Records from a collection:
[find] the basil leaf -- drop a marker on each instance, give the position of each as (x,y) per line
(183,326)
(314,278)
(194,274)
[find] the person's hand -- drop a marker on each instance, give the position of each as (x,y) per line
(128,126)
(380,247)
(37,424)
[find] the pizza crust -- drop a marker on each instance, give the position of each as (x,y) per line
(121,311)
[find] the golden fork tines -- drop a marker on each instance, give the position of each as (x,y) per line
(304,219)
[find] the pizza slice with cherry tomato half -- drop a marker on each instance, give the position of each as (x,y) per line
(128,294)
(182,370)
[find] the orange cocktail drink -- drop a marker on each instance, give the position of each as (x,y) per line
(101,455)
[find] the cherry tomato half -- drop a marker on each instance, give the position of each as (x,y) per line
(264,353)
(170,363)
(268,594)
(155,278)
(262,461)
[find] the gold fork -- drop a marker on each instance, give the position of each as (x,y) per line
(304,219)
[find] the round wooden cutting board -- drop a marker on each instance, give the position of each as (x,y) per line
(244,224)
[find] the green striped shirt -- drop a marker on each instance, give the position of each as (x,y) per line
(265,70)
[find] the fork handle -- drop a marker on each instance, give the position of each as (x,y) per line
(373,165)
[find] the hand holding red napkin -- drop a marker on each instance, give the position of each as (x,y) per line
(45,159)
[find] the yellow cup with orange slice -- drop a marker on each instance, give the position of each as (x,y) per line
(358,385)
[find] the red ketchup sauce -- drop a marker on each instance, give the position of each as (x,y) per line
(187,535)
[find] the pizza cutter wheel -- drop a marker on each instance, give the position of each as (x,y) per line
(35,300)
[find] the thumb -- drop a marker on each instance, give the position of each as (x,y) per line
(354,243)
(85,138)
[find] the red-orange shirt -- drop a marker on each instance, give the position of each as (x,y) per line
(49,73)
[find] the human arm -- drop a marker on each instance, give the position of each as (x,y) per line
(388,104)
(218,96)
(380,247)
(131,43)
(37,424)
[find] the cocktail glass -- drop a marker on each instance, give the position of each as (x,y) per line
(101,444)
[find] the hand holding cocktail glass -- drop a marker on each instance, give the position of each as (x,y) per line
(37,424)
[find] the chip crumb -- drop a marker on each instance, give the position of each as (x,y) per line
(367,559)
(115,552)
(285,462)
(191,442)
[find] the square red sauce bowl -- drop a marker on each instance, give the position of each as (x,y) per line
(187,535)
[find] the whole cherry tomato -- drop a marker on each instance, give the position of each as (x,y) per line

- [Problem]: Exact copies of every record are required.

- [Answer to this task]:
[find] the basil leaf -- drop a marker on each instance, give the position of each as (x,y) per line
(183,326)
(314,278)
(194,274)
[find] the person's hand -- drop a marker on each instance, give the position of each as (x,y) per line
(128,126)
(380,247)
(37,424)
[find] the pizza crust -- drop a marker on each instance, give the position of each as (x,y) per line
(121,311)
[find] the golden fork tines -- drop a marker on each instance, give the position of each as (x,y) per line
(304,219)
[find] the pizza slice with cherry tomato half -- drop a marker on each instance, give the position of each as (x,y) per line
(128,294)
(182,370)
[find] the orange cocktail drink -- drop a marker on each instance, give the position of each as (x,y) per line
(101,455)
[find] the cherry tomato half -- drop a marker on each instance, give the position of each as (x,y) per line
(264,353)
(170,363)
(268,594)
(155,278)
(262,461)
[find] the gold fork -- drop a marker on each instance, give the position of each as (x,y) per line
(304,219)
[find] the round wooden cutting board -- drop a marker on each instance, give the position of each as (x,y) per line
(244,224)
[find] the green striped shirt -- drop a marker on each instance, give the position of each as (x,y) per line
(265,70)
[find] the fork handle -- drop a marker on each instance, give the position of each as (x,y) per line
(373,165)
[find] the hand holding red napkin -- drop a marker on each instance, give the position of each as (x,y) per line
(45,159)
[find] the yellow cup with orange slice -- drop a marker on each instance, give the position of each as (x,y) per line
(358,385)
[find] the red ketchup sauce -- drop a marker on each instance, give the position of each as (x,y) per line
(187,535)
[find] the pizza cutter wheel -- drop a marker on each instance, give the position of each as (x,y) per line
(35,300)
[find] the thumb -- drop a marker on each instance, give the position of each as (x,y) per line
(354,243)
(85,138)
[find] the red-orange shirt -- drop a marker on each instance, give the position of each as (x,y) per line
(49,73)
[find] the human arm -- drop a marker on each instance, give the position of each as (x,y) per line
(388,104)
(218,96)
(380,247)
(131,43)
(37,424)
[find] the cocktail glass -- drop a marker on each instance, give the position of each as (x,y) per line
(101,444)
[find] the hand holding cocktail glass -- drop a marker on each instance, give the position of each as (x,y) per line
(37,424)
[find] the chip crumb -- drop a marker on each instance, give the position of each as (x,y) per line
(367,559)
(115,552)
(285,462)
(191,442)
[find] the square red sauce bowl -- drop a marker on each instance, give the position of each as (x,y) per line
(187,535)
[find] the whole cherry tomato -- drop a marker on each instance, give the position of each as (x,y) per line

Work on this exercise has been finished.